*À faire:*
**a)** Relevez toutes les indications de date (jour, mois ou année) que donne le texte sur l'Europride, chacune une seule fois.
**b)** D'après le texte sur l'Europride, les affirmations suivantes sont-elles exactes ? Répondez par oui ou par non, en citant chaque fois les mots du texte qui tranchent.
(i) La première édition de l'Europride a eu lieu à Londres.
(ii) La marche des fiertés était programmée pour le dernier jour des festivités.
(iii) Ana Brnabic a été chargée de former un nouveau gouvernement.
**c)** Reprenez, s'il vous plaît, le texte sur l'Europride à la suite de sa dernière phrase.

*Texte fourni:*

Le président serbe formule cette annonce quelques minutes après avoir chargé la Première ministre sortante, Ana Brnabic, ouvertement lesbienne, de former un nouveau gouvernement, près de cinq mois après les élections du début avril.
«La marche aura lieu comme prévu le 17 septembre»
La tenue de l’Europride était prévue à Belgrade du 12 au 18 septembre, avec une semaine de festivités et d’événements et une marche des fiertés programmée pour son avant-dernier jour. Cette grande manifestation annuelle est organisée depuis 1992, sa première édition ayant eu lieu à Londres.
Les organisateurs de l’Europride affirment, eux, que l’événement aurait lieu comme prévu, soulignant que plusieurs décisions de justice avaient établi que d’autres annulations dans le passé avaient été inconstitutionnelles. «L’État ne peut pas annuler l’Europride - il peut seulement essayer de l’interdire, ce qui serait une violation évidente de la Constitution», réagit sur Twitter le coordonnateur de la manifestation Marko Mihajlovic. «La marche aura lieu comme prévu le 17 septembre», maintient-il.

*Lignes extraites:*
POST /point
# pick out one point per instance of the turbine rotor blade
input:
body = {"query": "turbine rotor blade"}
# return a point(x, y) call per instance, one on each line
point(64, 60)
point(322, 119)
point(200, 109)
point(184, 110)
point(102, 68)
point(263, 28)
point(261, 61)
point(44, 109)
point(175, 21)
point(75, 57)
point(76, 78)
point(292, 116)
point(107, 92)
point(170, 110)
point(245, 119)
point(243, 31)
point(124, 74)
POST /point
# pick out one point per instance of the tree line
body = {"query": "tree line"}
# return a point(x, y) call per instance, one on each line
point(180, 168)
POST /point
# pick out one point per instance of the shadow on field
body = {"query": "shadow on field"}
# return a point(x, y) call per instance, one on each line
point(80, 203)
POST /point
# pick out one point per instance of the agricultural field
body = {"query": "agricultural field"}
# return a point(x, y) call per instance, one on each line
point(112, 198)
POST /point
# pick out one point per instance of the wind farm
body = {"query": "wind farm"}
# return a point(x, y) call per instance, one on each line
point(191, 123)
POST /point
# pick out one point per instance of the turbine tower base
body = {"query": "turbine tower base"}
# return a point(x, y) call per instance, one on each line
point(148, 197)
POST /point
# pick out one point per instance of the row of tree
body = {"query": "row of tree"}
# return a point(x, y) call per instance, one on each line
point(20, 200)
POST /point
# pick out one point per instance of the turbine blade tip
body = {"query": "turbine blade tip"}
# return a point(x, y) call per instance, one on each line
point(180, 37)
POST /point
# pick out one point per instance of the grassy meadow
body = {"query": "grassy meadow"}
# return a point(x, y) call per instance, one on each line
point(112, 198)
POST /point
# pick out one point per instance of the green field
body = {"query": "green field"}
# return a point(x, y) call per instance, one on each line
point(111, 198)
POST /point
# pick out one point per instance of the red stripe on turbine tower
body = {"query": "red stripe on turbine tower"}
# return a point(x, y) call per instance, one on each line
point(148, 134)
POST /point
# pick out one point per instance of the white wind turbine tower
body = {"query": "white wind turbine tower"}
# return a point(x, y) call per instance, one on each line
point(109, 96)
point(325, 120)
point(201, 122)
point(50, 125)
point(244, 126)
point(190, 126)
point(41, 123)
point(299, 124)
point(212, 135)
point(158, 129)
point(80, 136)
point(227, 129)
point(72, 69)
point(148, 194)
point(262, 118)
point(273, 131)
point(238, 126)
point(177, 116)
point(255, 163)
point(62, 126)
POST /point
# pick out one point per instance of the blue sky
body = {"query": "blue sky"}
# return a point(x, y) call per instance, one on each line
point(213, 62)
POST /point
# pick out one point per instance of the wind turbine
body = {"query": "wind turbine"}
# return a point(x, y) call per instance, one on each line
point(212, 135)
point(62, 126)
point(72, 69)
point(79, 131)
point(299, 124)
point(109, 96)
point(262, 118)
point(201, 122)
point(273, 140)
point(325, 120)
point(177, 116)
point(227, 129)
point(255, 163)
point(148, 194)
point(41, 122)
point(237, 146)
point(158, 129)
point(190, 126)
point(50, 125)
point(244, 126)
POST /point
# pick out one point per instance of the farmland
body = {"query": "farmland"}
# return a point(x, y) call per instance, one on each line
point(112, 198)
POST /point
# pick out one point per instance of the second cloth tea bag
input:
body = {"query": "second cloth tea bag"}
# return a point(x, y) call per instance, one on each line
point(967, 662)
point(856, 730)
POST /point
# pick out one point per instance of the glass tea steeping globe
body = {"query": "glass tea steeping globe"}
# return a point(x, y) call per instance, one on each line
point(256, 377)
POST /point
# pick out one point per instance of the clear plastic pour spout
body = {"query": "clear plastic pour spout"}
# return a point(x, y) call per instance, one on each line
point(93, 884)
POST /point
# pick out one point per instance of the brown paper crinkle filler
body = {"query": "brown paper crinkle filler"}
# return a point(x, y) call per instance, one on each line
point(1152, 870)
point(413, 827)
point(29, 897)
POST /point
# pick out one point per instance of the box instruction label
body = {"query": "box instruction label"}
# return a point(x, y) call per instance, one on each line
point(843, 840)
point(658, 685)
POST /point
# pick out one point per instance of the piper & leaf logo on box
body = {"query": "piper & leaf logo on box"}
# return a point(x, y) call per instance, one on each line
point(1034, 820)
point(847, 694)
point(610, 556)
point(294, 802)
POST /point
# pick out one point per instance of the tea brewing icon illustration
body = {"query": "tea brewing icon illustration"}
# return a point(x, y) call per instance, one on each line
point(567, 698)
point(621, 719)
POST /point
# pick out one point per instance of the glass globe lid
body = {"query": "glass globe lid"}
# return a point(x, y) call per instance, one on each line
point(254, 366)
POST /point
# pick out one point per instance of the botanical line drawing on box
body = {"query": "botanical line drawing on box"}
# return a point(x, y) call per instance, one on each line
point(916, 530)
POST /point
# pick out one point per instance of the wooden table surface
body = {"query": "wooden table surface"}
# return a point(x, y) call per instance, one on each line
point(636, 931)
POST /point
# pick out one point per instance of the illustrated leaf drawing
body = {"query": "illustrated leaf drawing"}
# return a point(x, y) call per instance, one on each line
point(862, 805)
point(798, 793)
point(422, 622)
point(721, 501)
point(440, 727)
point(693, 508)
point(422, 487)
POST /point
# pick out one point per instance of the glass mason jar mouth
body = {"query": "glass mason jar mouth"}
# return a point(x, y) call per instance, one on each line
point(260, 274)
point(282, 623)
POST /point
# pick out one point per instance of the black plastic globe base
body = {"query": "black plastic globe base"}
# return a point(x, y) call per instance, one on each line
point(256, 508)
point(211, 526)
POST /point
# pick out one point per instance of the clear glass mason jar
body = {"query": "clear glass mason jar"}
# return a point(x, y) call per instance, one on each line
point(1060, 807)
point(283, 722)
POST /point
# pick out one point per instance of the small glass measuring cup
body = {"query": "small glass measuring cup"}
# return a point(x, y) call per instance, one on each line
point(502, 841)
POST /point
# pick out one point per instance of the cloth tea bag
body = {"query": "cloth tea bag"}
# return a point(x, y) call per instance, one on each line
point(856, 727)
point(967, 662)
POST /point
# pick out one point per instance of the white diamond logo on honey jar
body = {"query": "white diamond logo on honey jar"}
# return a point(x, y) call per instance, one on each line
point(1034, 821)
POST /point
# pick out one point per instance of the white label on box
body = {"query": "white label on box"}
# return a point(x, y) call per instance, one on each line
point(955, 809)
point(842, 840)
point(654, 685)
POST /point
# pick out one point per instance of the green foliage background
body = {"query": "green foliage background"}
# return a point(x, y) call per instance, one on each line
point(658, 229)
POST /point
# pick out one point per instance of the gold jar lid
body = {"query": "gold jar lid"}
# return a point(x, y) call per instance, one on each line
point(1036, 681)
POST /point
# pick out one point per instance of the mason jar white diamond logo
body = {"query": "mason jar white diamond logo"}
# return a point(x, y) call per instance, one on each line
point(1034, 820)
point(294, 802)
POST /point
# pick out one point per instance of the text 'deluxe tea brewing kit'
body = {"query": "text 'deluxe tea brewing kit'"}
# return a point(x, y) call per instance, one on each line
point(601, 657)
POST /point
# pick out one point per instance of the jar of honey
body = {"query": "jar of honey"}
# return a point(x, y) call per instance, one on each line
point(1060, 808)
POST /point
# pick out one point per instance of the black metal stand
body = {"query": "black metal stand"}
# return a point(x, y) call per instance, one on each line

*Corrigé de l'exercice:*
**a)**
- début avril
- du 12 au 18 septembre
- 17 septembre
- 1992

**b)**
(i) Oui : « sa première édition ayant eu lieu à Londres ».
(ii) Non : « une marche des fiertés programmée pour son avant-dernier jour ».
(iii) Oui : « après avoir chargé la Première ministre sortante, Ana Brnabic, ouvertement lesbienne, de former un nouveau gouvernement ».

**c)**
Se tenir par la main reste un tabou pour les couples de même sexe en Serbie où près de 60 % des membres de la communauté LGBTQ ont signalé des abus physiques ou émotionnels, selon un sondage réalisé en 2020 par les organisations de défense des droits de l’Homme, IDEAS et GLIC. Les deux premières marches des fiertés de Belgrade, organisées en 2001 et en 2010, avaient été entachées de violences opposant des manifestants anti-gays aux forces de l’ordre. Le défilé est organisé régulièrement depuis 2014, mais avec un important dispositif des forces de l’ordre.